Required action: Type out the records that follow, exactly as given.

Records for processing:
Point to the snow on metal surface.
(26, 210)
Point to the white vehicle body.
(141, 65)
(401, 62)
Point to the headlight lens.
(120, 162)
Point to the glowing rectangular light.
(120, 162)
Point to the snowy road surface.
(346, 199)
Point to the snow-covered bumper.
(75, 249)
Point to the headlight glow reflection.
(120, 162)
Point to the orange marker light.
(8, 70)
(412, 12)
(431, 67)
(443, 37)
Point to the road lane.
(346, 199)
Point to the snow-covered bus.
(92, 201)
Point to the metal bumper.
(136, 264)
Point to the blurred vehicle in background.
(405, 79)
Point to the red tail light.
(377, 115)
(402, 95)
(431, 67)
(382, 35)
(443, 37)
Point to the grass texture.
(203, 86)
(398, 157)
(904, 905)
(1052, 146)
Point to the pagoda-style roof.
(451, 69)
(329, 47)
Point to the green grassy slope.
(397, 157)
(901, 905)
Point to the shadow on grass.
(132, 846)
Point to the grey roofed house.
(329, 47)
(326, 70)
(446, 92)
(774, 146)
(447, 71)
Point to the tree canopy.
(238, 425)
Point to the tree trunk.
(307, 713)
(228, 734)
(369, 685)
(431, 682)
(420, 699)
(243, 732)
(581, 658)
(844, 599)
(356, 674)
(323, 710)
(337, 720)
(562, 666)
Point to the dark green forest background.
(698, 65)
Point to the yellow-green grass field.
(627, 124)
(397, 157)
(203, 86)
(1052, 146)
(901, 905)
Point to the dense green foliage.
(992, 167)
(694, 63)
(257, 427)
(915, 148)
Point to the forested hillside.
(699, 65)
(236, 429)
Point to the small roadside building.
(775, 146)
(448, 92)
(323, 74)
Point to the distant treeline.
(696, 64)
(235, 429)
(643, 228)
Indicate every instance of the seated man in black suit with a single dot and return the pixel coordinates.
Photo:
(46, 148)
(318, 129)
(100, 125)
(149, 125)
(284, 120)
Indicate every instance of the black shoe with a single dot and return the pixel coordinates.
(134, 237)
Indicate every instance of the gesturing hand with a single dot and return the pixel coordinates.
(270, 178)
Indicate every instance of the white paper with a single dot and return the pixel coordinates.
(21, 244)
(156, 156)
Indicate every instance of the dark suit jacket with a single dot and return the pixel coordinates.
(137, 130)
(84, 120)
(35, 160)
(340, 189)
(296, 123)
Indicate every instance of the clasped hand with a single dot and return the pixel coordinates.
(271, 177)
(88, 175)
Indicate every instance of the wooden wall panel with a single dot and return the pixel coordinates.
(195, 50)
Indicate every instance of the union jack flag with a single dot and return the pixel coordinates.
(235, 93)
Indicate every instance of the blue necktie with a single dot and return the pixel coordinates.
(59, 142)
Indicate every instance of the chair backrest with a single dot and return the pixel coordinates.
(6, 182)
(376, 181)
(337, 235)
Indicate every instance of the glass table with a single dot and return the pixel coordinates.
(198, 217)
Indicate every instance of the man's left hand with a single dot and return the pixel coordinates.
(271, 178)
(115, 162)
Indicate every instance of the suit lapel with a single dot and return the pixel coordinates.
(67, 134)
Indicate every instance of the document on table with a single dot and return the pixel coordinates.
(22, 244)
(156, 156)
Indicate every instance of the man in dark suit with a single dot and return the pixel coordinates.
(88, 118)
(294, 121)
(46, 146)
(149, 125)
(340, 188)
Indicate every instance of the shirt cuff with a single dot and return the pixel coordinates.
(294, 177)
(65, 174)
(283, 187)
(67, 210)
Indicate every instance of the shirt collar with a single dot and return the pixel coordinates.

Worked solution:
Point to the snow on metal surface.
(26, 210)
Point to the white vehicle body.
(141, 65)
(401, 62)
Point to the headlight lens.
(120, 162)
Point to the glowing rectangular light.
(120, 162)
Point to the snowy road surface.
(346, 199)
Point to the snow-covered bumper.
(75, 249)
Point to the headlight glow reflection.
(120, 162)
Point to the orange marker light.
(8, 70)
(412, 12)
(431, 67)
(443, 37)
Point to the road lane.
(346, 199)
Point to the snow-covered bus.
(92, 201)
Point to the metal bumper.
(136, 264)
Point to the blurred vehicle in background.
(405, 79)
Point to the red tail light.
(377, 115)
(402, 95)
(431, 67)
(382, 35)
(443, 37)
Point to the grass texture.
(203, 86)
(398, 157)
(904, 905)
(1052, 146)
Point to the pagoda-style roof.
(451, 69)
(329, 47)
Point to the green grassy slope.
(397, 157)
(901, 905)
Point to the shadow on grass.
(132, 846)
Point to the grey roofed house.
(329, 47)
(326, 70)
(446, 92)
(774, 146)
(447, 71)
Point to the tree canopy.
(238, 425)
Point to the tree trunk.
(307, 713)
(228, 734)
(369, 685)
(431, 682)
(420, 699)
(243, 732)
(581, 658)
(844, 599)
(356, 674)
(323, 710)
(337, 720)
(562, 666)
Point to the dark green forest background.
(698, 65)
Point to the yellow-green grass field.
(627, 124)
(397, 157)
(203, 86)
(1052, 146)
(901, 905)
Point to the dense green foliage.
(992, 167)
(694, 63)
(257, 427)
(915, 148)
Point to the forested hillside.
(699, 65)
(236, 429)
Point to the small roadside building.
(775, 146)
(448, 92)
(323, 74)
Point to the distant treeline.
(696, 64)
(235, 429)
(643, 228)
Indicate every instance of the seated man in black suit with a single dot and return the pixel coordinates.
Photo:
(46, 148)
(318, 129)
(100, 125)
(149, 125)
(284, 120)
Indicate every instance of the black shoe with a single dot and return the pixel coordinates.
(134, 237)
Indicate every instance of the gesturing hand with a single dot and return the pixel coordinates.
(270, 178)
Indicate every instance of the white paper with a single dot and return the pixel coordinates.
(21, 244)
(156, 156)
Indicate every instance of the dark suit jacket with a single dot and return the pixel coordinates.
(137, 130)
(84, 120)
(35, 160)
(340, 189)
(296, 123)
Indicate every instance of the clasped hand with a single dot and return the pixel coordinates.
(271, 177)
(88, 175)
Indicate every instance of the wooden wall panel with a single dot and return the pixel coordinates.
(195, 50)
Indicate every instance of the union jack flag with a single dot and return the pixel coordinates.
(235, 93)
Indicate every instance of the blue necktie with a single dot and return the pixel coordinates.
(59, 142)
Indicate every instance of the chair backrest with a single dot and return the pixel coordinates.
(6, 182)
(376, 181)
(337, 235)
Indicate every instance of the glass table with a single dot and return the pixel coordinates.
(198, 217)
Indicate every instance of the man's left hand with a single dot and return the pixel coordinates.
(271, 178)
(115, 162)
Indicate every instance of the suit lapel with a single dot and return the pixel coordinates.
(67, 134)
Indicate every instance of the document on table with a single dot and return the pixel coordinates.
(22, 244)
(156, 156)
Indicate every instance of the man in dark suit with a single dot and return the pixel coordinates.
(88, 118)
(294, 121)
(46, 146)
(149, 125)
(340, 188)
Indicate every instance of the shirt cuff with a single dot and return the pixel coordinates.
(294, 177)
(65, 174)
(283, 187)
(67, 210)
Indicate every instance of the shirt collar with a single dot and return the pixel coordinates.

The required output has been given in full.